─── Records provided

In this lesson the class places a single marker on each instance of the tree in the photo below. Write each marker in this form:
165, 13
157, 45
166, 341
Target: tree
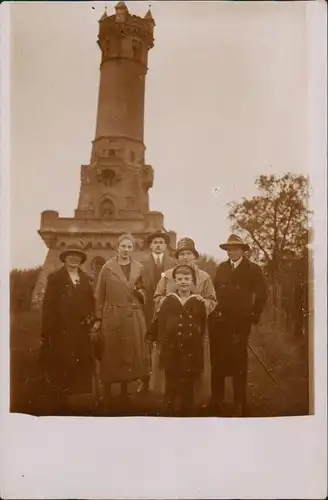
276, 222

──────

- _Aim of the exercise_
The data above should be repeated exactly, minus any pictures.

- _Solved problem_
In this lesson the class places a single marker on each instance of the tree in the photo below. Write each marker in this form:
165, 13
157, 45
166, 341
Target: tree
276, 222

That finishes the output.